[Extracto del conjunto de datos]
=-=-=

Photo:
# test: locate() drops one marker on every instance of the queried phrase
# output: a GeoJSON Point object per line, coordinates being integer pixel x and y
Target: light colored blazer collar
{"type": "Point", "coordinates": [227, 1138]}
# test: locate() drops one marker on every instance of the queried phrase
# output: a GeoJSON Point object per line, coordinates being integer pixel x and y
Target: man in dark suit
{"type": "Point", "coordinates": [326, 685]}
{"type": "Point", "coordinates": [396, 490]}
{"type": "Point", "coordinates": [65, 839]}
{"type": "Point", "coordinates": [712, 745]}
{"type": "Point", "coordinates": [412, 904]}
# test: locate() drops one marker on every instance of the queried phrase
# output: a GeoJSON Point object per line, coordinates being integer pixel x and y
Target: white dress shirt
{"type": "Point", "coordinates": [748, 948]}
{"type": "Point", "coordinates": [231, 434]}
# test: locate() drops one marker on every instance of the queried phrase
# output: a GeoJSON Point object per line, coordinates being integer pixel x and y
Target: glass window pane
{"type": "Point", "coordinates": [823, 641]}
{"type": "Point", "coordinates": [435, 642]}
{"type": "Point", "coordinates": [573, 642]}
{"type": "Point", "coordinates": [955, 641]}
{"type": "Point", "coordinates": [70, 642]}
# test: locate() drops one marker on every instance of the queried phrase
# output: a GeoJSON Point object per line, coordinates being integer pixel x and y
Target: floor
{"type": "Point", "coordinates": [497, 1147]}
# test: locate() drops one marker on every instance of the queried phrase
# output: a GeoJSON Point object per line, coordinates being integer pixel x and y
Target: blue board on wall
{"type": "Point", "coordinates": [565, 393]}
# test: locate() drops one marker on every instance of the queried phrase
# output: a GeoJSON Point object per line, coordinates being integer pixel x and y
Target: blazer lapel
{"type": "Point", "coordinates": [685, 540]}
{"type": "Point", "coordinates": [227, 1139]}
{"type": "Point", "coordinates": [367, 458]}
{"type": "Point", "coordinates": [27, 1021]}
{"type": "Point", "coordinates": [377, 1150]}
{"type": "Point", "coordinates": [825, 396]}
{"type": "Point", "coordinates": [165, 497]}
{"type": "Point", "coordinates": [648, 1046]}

=-=-=

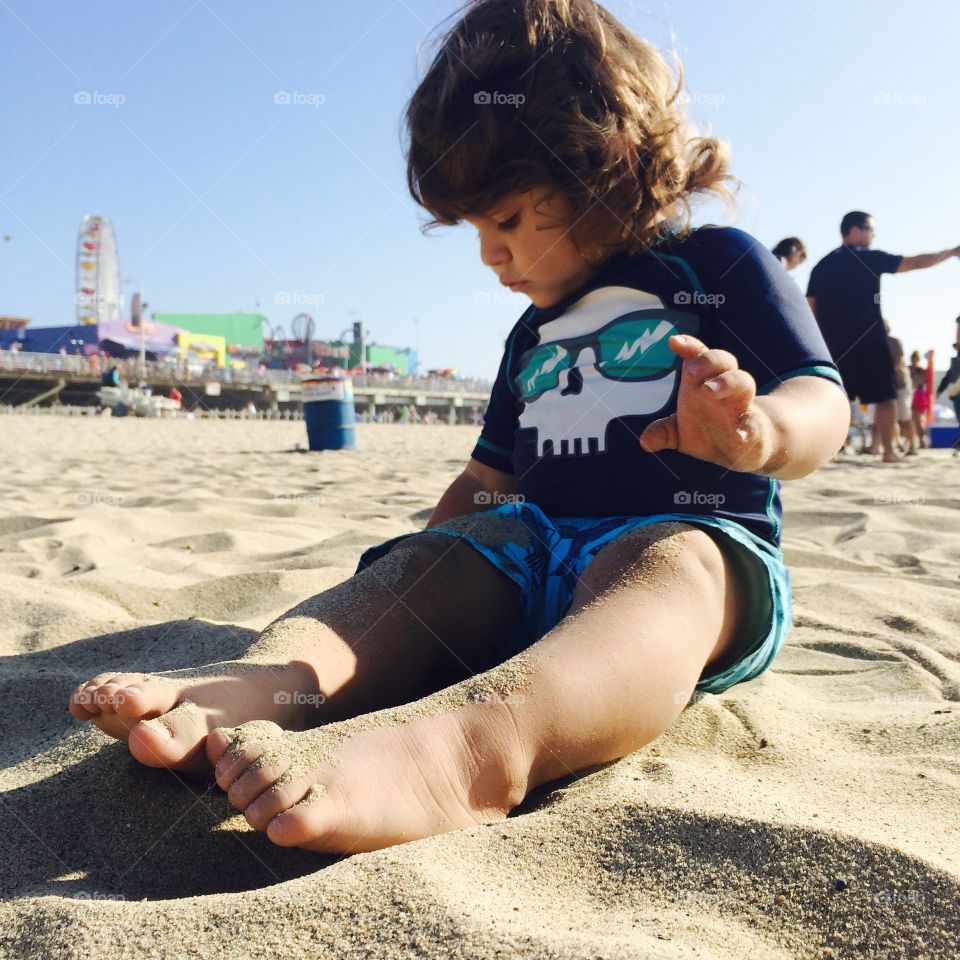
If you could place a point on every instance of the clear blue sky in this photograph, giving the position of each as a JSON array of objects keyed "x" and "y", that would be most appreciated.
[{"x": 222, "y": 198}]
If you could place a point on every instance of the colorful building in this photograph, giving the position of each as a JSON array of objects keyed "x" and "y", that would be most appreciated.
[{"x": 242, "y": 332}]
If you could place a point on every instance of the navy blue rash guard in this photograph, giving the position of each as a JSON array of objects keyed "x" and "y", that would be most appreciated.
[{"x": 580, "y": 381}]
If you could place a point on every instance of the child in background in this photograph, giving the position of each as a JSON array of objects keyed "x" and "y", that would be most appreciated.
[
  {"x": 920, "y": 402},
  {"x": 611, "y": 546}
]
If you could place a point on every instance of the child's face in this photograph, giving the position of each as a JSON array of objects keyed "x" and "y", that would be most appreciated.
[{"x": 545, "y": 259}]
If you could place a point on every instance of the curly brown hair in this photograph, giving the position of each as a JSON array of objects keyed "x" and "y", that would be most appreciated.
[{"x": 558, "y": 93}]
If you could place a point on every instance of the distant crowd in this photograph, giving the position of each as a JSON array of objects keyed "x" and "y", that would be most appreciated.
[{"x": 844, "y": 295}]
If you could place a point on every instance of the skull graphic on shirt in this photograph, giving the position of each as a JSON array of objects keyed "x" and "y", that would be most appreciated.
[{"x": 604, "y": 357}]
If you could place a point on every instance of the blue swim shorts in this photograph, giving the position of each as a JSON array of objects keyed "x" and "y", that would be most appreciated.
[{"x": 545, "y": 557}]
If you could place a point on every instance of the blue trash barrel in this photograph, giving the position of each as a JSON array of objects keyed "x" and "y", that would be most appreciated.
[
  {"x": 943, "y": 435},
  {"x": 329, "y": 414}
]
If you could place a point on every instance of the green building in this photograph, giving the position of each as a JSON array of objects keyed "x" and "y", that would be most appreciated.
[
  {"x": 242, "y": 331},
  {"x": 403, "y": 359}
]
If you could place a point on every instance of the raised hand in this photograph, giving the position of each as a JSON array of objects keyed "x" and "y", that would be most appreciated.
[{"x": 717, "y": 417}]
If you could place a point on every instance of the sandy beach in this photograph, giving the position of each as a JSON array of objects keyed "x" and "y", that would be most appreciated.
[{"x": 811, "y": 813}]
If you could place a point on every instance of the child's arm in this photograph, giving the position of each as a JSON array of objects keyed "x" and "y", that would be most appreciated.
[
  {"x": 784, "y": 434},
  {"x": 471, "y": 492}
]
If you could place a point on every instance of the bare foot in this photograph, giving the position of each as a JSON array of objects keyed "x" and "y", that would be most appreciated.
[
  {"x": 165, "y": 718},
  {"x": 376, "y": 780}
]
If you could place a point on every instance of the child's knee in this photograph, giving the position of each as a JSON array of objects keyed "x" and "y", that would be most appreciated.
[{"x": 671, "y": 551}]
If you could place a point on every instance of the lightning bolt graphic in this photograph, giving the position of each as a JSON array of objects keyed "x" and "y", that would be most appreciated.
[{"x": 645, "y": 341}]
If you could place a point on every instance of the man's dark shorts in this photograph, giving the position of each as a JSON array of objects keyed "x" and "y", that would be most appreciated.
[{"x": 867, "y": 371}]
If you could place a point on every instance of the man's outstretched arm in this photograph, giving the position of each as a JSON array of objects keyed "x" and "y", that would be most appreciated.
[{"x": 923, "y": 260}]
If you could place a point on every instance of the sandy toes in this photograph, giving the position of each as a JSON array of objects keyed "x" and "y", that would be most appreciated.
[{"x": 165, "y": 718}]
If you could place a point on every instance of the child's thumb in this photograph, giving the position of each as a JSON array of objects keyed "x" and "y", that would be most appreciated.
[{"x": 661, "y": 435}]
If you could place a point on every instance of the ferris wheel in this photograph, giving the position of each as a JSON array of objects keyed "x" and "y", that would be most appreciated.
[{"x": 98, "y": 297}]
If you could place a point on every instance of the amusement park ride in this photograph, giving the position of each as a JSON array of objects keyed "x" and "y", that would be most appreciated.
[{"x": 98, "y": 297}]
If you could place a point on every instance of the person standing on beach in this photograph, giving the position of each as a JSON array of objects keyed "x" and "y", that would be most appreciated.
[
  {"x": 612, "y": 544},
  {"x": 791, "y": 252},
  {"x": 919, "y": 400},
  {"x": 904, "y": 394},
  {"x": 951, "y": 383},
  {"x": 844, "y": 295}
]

=-=-=

▶ _Tarea asignada_
Selecciona y copia todas las líneas de los registros anteriores en las que aparezca la palabra "beach".

▶ _Respuesta redactada_
If you could place a point on every instance of the sandy beach in this photograph, giving the position of each as a JSON array of objects keyed "x" and "y", that would be most appreciated.
If you could place a point on every instance of the person standing on beach in this photograph, giving the position of each as a JSON array of objects keyed "x" and "y", that would be most appreciated.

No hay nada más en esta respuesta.